# Teks:
——————————

Awasi Dana Utang Rp 4 T, Dewan Pelototi Potensi Penyimpangan Pembangunan

BANDUNG – Dewan Perwakilan Rakyat Daerah (DPRD) Provinsi Jawa Barat (Jabar) mengajak seluruh elemen masyarakat untuk mengawasi pembangunan di tahun 2021. Diketahui, Pemerintah Provinsi (Pemprov) Jabar terpaksa harus ngutang senilai Rp 4 triliun yang diperuntukkan pembangunan.

“Yang saya khawatirkan begini, jangan sampai kita sudah berutang tapi pembangunan kemudian kurang tepat sasaran,” tegas Anggota Komisi IV DPRD Jabar, Daddy Rohanady saat dihubungi, Minggu (3/1).

Kekhawatiran tersebut bukan tanpa alasan. Sebab, Daddy menyebut, ada satu cabang dinas Organisasi Pemerintah Daerah (OPD) yang hanya mendapat belanja sekitar Rp 2 miliar di tahun 2021. Tapi, lanjut dia, belanja yang digunakan untuk satu alun-alun itu dialokasikan ada yang sampai Rp 15 miliar.

“Itu kan menurut saya agak kurang logis, kurang pas. Ini kan repot buat kita. Saya sampaikan, kenapa saya bilang kurang tepat sasaran,” jelasnya.

“Jangan sampai tujuannya ingin mensejahterakan masyarakat tapi yang dibangun cuma alun-alun,” imbuhnya.

Oleh karena itu, Daddy meminta seluruh stake holder terkait untuk melakukan pengawasan dan memantau pembangunan yang menelan anggaran besar dari sumber Pemulihan Ekonomi Nasional (PEN) atau dana utang.

“Ini yang menurut saya harus betul-betul pengawasannya harus ekstra ketat. Saya rasa semua stake holder jabar aware (sadar) soal ini,” ucapnya.

Daddy juga mengungkapkan bahwa seharusnya Pemprov Jabar menjadikan Rancangan Pembangunan Jangka Menengah Daerah (RPJMD) yang sudah disetujui untuk menjalankan program atau kebijakan pembangunan. Karena, sambung dia, di dalam RPJMD memuat indikator kinerja dan target utama tiap tahun.

“Itu (RPJMD) harus jadi pedoman, kalau tidak. Rasanya terlalu naif, kita jadi tolol semua. Tinggal bagaimana konsekuensi mengejar itu semua,” ungkapnya.

Tak hanya itu, selama tahun 2020 di tengah Pandemi Covid-19 pembangunan daerah Jabar terhambat karena ada pergeseran anggaran. Menurutnya, sesuai dengan Perpu No 1 Tahun 2020 yang dilegalkan menjadi UU No 2 Tahun 2020 itu terjadi pergeseran anggaran di setiap daerah.

“Dengan kondisi Covid-19 ini menggerus banyak anggaran. Nah, jelang refocusing kegiatan dan realokasi anggaran sebagai konsekuensi logis, itu karena payungnya undang-undang jadi kepala daerah semua melakukan itu,” kata Daddy.

——————————

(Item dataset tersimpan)
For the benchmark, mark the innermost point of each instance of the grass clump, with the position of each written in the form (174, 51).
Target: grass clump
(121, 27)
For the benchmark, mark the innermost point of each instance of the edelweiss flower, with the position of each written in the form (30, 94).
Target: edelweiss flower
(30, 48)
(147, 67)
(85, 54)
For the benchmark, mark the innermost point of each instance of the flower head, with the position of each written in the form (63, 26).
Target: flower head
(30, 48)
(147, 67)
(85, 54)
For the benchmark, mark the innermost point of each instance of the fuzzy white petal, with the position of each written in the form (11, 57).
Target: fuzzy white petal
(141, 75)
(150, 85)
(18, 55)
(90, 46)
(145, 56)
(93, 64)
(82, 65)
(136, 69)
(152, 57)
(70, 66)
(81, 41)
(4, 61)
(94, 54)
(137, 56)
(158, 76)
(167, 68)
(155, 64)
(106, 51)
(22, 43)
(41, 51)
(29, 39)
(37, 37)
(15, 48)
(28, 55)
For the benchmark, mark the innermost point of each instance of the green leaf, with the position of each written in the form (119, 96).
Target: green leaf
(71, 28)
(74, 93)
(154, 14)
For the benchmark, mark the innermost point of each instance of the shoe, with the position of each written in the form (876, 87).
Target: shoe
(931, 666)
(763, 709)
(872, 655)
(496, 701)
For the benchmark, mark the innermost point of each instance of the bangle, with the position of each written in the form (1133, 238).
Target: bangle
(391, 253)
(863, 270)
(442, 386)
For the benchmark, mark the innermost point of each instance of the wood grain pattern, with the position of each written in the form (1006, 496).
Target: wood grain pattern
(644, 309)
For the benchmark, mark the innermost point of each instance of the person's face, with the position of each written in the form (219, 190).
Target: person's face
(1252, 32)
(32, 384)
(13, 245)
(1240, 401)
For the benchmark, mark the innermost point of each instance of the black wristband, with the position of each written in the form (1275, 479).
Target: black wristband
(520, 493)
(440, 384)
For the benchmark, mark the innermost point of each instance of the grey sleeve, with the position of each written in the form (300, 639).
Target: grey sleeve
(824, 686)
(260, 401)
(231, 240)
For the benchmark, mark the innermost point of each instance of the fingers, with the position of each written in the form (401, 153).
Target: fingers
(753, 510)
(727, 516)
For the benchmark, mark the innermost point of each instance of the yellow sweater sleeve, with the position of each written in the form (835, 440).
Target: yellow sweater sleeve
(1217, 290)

——————————

# Instruksi Kerja:
Jawab pertanyaan berikut berdasarkan berita tentang dana utang Rp 4 triliun Pemprov Jabar.
(a) Kapan Daddy Rohanady dihubungi?
(b) Menurut Daddy, berapa alokasi belanja tertinggi untuk satu alun-alun?
(c) Perpu nomor berapa yang dilegalkan menjadi UU No 2 Tahun 2020?

# Jawaban Soal:
(a) Minggu (3/1).
(b) Rp 15 miliar.
(c) Perpu No 1 Tahun 2020.